# [Texte à lire]
Ainsi, en dépit de sa forte croissance, la plateforme anglo-néerlandaise Just Eat a connu une perte de plus d’un milliard d’euros en 2021. Et les conditions économiques se font d'autant plus sentir alors que les acteurs sont en pleine croissance.
Dans un marché où la concurrence est forte, les techniques et les stratégies pour le conquérir - campagnes marketing ou rachats de concurrents - sont très coûteux. Parmi les récentes acquisitions dans le secteur figure Frichti racheté par l’allemand Gorillas ou encore Flink qui s’est emparée de la plateforme tricolore Cajoo. Et Just Eat, en difficulté suite au rachat de l'américain Grubhub en juin 2020, envisagerait déjà de s'en séparer.
Les fonds récoltés grâce aux commissions sur les livraisons servent en effet principalement à financer lesdites stratégies marketing, mais aussi les frais de gestion et de commercialisation, et à payer les livreurs. Une éventuelle augmentation du salaire des livreurs engendrerait une hausse des commissions pour les restaurateurs qui sont déjà élévées (généralement autour des 30% de la valeur de la commande). Ce qui risque de détourner certains restaurateurs des plateformes et donc de réduire l'offre et l'attractivité.
L'autre difficulté pour la rentabilité des plateformes tient aux offres promotionnelles. Pour attirer de nouveaux clients, elles ont souvent beaucoup misé sur les promos. Or leur disparition pourrait aussi entrainer un trou d'air dans la clientèle, à la recherche des prix bas dans un contexte d'inflation généralisée.

# [Données]

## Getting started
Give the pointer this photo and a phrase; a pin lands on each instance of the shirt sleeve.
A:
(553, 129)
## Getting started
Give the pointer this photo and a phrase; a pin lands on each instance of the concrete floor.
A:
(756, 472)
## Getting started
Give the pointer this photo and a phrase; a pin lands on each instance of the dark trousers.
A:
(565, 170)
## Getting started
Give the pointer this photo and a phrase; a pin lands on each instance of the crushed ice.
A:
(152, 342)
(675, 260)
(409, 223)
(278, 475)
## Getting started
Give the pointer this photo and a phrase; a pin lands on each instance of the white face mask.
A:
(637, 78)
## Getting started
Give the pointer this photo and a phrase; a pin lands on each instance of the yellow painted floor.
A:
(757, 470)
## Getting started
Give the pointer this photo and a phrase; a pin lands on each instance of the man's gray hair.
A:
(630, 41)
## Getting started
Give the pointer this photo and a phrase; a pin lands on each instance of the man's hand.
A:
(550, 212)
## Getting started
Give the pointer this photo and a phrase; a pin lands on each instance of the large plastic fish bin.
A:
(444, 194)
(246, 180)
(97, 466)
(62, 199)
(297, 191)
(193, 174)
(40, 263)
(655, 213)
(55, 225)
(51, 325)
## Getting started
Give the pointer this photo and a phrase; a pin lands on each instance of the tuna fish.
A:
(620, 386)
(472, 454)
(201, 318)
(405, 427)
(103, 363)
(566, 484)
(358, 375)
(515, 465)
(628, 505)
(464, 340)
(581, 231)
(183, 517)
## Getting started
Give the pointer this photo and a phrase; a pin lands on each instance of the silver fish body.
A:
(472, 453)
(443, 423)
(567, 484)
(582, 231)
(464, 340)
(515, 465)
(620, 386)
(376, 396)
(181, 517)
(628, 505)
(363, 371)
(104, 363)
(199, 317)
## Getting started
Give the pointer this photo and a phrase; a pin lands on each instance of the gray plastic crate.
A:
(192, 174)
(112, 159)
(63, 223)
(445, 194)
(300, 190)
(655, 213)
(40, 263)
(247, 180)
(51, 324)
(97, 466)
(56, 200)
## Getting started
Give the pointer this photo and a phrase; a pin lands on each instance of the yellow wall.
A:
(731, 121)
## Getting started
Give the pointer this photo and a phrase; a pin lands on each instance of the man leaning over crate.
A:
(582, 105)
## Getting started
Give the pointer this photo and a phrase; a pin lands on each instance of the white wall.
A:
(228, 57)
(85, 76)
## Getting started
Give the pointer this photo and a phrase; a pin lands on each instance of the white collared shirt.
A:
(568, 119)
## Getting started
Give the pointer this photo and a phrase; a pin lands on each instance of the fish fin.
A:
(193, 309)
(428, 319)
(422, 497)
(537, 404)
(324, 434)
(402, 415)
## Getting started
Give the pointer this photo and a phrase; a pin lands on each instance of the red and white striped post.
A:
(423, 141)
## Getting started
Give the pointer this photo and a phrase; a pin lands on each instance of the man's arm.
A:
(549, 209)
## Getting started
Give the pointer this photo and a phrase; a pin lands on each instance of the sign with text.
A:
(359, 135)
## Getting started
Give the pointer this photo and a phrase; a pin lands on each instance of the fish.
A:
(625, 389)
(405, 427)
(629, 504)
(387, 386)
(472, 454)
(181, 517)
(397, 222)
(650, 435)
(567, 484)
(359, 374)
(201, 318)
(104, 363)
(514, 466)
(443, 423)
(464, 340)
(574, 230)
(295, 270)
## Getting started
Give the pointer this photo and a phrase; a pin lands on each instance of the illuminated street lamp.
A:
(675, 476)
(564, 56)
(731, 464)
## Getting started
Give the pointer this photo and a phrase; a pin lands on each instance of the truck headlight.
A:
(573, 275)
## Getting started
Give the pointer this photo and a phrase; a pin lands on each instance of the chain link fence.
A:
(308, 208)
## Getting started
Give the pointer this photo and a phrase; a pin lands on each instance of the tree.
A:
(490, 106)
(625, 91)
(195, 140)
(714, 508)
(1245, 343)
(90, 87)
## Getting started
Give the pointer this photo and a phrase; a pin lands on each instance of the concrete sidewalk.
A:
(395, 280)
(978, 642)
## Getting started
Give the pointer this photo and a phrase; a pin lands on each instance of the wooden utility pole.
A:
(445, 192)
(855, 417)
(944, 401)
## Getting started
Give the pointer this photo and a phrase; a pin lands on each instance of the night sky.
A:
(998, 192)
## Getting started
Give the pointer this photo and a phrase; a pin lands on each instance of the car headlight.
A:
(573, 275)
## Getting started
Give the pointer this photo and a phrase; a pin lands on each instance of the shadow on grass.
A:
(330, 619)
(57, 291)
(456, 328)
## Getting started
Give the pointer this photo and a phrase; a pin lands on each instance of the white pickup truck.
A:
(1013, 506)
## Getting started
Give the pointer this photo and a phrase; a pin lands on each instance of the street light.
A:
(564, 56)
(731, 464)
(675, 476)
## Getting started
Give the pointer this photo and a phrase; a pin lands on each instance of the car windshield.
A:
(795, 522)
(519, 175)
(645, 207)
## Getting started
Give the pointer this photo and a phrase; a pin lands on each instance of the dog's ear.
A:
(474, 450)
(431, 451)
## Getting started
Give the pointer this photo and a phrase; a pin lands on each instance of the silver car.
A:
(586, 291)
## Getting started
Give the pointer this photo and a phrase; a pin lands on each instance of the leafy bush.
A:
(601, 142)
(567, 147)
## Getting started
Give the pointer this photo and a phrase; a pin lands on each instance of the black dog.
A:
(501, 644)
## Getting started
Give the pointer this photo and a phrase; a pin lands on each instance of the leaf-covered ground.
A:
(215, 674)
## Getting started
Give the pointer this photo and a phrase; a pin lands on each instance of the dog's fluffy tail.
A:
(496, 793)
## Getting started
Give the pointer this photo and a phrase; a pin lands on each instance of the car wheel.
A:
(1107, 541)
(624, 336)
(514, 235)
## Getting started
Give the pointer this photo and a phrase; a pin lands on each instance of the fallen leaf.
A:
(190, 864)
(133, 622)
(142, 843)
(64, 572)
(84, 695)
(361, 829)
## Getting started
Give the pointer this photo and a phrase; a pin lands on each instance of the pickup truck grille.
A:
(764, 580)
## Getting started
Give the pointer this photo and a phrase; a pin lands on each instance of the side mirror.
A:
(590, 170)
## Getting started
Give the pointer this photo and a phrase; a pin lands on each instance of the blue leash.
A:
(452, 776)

# [Série d'exercices]
[a] Recopiez le passage du texte sur les plateformes de livraison qui commence par « Ainsi, en dépit » et se poursuit jusqu'à « de s'en séparer. ».
[b] Rédigez la suite du texte sur les plateformes de livraison, à partir de sa dernière phrase.

# [Exercices corrigés]
[a]
Ainsi, en dépit de sa forte croissance, la plateforme anglo-néerlandaise Just Eat a connu une perte de plus d’un milliard d’euros en 2021. Et les conditions économiques se font d'autant plus sentir alors que les acteurs sont en pleine croissance.
Dans un marché où la concurrence est forte, les techniques et les stratégies pour le conquérir - campagnes marketing ou rachats de concurrents - sont très coûteux. Parmi les récentes acquisitions dans le secteur figure Frichti racheté par l’allemand Gorillas ou encore Flink qui s’est emparée de la plateforme tricolore Cajoo. Et Just Eat, en difficulté suite au rachat de l'américain Grubhub en juin 2020, envisagerait déjà de s'en séparer.

[b]
Les investissements massifs dans la construction des "darkstores" limitent aussi les bénéfices. Ces entrepôts dispersés dans les villes permettent la livraison rapide de courses à domicile. Mais alors que certaines grandes agglomérations comme Paris menacent de les réglementer plus sévèrement, certains ne tournent pas encore à plein régime pour rentabiliser les investissements.
La multitude d’acteurs en jeu au cours du système de livraison démontre une gestion complexe des acteurs impliqués. La plateforme se doit de gérer les restaurateurs, les livreurs et le consommateur, donc trois acteurs à mobiliser avec la nécessité d'entreprendre une gestion des valeurs de tous les côtés.
L'instabilité des plafeformes commence à diminuer la confiance des investisseurs qui osent de moins en moins miser sur la livraison rapide à domicile.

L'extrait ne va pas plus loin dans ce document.